Excerpts from location labeling data:

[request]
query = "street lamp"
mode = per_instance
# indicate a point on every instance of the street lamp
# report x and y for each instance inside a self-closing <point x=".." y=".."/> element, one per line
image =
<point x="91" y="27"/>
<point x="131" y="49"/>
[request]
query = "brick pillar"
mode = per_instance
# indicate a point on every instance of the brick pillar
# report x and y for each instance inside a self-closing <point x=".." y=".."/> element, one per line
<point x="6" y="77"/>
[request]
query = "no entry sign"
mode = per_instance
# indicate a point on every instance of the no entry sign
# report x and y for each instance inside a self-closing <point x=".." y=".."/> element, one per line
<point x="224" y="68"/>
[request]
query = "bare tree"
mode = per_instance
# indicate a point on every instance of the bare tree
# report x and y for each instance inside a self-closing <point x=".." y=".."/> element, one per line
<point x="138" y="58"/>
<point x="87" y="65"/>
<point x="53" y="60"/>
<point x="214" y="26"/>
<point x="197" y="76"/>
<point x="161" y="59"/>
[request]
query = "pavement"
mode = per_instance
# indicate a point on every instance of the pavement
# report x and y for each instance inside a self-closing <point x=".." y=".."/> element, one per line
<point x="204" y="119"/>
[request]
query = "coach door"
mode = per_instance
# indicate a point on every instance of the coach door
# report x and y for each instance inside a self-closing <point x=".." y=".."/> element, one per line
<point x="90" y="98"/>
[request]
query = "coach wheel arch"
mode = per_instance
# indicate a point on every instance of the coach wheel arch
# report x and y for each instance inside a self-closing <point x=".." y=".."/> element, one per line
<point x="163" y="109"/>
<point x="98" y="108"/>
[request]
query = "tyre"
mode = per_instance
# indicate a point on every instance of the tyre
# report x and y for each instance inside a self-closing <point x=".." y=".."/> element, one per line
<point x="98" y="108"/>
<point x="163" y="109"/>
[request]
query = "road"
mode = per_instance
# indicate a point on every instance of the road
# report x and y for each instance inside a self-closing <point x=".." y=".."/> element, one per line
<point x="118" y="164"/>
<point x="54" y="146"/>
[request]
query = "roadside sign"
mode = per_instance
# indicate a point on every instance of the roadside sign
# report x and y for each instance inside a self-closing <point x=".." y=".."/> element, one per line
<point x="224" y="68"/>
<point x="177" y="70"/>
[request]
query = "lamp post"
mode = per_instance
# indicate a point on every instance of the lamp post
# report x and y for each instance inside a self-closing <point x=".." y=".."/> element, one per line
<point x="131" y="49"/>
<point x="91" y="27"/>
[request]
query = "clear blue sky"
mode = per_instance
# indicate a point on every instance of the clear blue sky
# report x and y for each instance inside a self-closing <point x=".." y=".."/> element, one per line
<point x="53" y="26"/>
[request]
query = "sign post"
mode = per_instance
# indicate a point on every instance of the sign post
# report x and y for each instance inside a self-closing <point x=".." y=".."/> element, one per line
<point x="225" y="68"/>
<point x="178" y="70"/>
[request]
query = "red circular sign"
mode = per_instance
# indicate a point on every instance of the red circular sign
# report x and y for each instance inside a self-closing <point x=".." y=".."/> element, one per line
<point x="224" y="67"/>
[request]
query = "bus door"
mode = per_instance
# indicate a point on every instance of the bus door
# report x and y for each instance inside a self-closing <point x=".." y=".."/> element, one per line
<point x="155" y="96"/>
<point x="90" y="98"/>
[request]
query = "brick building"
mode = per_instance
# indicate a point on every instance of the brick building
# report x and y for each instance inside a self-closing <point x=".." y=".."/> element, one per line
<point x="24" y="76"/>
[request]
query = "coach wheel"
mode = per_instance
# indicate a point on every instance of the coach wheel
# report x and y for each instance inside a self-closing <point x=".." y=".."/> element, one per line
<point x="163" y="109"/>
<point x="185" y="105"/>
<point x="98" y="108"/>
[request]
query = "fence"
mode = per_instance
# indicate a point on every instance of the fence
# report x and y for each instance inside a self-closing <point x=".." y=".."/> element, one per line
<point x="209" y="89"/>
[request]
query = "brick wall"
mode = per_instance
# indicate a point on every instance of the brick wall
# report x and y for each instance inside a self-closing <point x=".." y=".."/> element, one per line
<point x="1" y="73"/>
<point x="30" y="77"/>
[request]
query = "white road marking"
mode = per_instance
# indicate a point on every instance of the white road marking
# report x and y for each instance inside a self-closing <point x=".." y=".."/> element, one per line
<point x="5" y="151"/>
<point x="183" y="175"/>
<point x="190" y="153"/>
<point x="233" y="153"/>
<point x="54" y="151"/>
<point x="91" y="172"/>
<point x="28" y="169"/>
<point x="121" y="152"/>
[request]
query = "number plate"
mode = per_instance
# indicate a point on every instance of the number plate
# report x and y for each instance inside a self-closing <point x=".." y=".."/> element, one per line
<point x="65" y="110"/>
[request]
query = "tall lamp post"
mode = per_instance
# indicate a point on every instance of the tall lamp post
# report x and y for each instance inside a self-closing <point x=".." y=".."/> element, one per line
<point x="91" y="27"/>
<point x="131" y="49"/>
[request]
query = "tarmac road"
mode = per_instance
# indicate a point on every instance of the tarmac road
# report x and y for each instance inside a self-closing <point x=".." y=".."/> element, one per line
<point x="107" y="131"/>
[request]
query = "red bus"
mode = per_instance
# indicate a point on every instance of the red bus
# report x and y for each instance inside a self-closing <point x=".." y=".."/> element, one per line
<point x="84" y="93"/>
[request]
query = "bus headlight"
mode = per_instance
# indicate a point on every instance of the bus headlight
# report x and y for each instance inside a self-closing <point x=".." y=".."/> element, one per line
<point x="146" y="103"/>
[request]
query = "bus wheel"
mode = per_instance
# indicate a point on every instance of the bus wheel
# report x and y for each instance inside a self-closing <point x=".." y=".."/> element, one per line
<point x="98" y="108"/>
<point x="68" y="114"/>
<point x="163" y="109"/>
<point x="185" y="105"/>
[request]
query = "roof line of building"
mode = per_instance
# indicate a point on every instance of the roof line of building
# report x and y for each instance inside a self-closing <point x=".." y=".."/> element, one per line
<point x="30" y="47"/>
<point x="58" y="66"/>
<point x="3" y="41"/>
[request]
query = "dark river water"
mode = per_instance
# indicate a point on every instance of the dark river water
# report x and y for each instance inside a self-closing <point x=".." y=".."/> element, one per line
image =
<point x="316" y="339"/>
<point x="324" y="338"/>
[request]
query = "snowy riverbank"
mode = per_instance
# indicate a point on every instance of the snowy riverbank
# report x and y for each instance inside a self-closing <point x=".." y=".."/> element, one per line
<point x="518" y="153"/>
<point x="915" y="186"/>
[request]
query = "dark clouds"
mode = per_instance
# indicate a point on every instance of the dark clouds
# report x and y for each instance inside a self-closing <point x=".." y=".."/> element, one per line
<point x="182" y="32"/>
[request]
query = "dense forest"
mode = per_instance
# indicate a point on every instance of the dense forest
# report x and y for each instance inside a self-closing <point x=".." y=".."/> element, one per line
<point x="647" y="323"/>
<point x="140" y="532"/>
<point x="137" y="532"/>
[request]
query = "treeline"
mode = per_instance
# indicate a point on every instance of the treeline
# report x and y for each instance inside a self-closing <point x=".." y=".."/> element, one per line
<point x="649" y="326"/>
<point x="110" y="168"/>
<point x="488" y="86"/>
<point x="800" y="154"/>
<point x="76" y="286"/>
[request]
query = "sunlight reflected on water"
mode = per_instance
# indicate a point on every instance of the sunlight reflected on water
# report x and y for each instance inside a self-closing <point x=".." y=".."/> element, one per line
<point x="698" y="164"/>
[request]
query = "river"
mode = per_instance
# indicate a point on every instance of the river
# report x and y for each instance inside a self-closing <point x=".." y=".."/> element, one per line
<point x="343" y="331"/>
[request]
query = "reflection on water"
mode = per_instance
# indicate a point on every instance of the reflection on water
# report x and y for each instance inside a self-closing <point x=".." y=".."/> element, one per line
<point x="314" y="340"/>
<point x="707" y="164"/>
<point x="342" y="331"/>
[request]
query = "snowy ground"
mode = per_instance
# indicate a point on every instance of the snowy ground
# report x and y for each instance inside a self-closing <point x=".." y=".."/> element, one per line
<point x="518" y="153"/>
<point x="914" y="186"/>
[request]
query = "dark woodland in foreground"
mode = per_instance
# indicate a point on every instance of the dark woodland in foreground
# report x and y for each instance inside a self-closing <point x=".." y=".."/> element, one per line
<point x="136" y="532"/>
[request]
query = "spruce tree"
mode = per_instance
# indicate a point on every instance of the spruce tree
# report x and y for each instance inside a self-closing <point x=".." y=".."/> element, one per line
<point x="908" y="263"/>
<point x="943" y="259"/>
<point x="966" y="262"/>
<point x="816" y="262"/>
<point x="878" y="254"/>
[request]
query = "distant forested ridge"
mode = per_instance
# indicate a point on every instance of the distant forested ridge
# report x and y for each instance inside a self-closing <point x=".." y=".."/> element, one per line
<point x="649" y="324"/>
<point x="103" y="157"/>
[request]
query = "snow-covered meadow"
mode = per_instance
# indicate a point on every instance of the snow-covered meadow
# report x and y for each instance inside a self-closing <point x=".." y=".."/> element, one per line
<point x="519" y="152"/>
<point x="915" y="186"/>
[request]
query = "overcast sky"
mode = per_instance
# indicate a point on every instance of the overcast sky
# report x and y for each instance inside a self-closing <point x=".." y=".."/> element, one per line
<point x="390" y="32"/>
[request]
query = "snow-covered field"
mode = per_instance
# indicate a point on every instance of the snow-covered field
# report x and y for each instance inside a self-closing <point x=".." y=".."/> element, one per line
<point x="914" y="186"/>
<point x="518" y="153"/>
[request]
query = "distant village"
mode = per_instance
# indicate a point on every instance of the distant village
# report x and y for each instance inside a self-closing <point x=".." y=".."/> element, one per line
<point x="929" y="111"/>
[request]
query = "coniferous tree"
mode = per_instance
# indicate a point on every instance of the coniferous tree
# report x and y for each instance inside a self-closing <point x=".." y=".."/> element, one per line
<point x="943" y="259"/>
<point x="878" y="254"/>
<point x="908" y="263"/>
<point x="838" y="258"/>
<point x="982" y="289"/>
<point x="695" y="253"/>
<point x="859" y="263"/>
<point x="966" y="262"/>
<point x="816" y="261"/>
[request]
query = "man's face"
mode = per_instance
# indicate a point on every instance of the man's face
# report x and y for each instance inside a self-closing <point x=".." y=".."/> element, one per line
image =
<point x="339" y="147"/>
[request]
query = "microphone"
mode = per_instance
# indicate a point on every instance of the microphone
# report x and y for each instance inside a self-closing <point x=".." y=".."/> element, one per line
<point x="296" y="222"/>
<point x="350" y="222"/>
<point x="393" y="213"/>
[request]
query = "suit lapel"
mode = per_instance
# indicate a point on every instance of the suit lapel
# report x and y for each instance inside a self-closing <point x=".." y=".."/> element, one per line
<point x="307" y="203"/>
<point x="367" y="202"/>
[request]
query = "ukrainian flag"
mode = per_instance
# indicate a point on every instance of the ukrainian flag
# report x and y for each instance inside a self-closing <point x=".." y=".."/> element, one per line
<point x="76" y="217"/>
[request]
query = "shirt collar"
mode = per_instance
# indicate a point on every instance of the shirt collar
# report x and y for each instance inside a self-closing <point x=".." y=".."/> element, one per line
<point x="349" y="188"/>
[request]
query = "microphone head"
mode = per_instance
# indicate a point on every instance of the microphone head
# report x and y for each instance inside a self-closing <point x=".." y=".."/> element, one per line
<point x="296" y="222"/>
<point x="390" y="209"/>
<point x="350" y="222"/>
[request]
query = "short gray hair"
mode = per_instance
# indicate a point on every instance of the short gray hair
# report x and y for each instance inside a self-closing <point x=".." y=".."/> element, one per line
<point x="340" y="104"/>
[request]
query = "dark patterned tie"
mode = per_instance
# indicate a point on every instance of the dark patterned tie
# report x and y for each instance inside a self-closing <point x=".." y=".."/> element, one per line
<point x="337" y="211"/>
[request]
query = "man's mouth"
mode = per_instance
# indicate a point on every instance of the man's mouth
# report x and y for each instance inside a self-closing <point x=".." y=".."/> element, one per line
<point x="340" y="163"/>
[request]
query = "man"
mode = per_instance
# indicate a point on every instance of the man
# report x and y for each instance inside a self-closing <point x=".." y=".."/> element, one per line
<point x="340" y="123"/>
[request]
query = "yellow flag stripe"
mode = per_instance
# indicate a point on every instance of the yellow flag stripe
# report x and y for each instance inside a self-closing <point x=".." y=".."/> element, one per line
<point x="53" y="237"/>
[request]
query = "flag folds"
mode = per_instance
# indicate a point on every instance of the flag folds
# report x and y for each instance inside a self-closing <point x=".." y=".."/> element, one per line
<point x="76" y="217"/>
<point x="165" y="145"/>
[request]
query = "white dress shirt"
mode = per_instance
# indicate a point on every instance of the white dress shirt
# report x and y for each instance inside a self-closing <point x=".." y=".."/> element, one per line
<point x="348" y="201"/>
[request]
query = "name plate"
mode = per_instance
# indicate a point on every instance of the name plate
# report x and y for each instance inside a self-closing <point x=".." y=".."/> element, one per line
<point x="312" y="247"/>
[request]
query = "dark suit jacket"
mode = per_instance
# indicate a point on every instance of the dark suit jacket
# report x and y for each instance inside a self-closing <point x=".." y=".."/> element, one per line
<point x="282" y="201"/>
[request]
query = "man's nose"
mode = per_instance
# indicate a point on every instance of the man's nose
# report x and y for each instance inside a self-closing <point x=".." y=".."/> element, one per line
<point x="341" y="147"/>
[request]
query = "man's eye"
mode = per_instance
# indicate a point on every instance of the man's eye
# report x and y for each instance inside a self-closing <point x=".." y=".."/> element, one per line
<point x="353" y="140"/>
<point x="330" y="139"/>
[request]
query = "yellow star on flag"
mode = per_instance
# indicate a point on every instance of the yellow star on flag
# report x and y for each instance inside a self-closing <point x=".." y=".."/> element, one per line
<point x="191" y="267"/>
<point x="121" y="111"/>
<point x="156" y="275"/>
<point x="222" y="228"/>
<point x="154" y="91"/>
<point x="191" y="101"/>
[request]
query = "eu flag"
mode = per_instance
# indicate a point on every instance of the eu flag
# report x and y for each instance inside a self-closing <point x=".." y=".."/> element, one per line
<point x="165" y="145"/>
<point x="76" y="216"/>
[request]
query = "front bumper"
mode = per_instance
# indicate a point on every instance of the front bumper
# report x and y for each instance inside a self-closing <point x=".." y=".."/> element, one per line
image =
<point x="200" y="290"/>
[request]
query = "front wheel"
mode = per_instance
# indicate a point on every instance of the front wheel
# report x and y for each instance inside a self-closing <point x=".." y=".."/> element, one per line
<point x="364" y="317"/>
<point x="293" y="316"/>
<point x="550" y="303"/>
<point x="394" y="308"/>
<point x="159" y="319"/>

What is required: Find every line in the material that contains the word "gray" and copy each of those lines. Case counts.

Solution below:
query = "short gray hair"
# indicate a point on every instance of the short gray hair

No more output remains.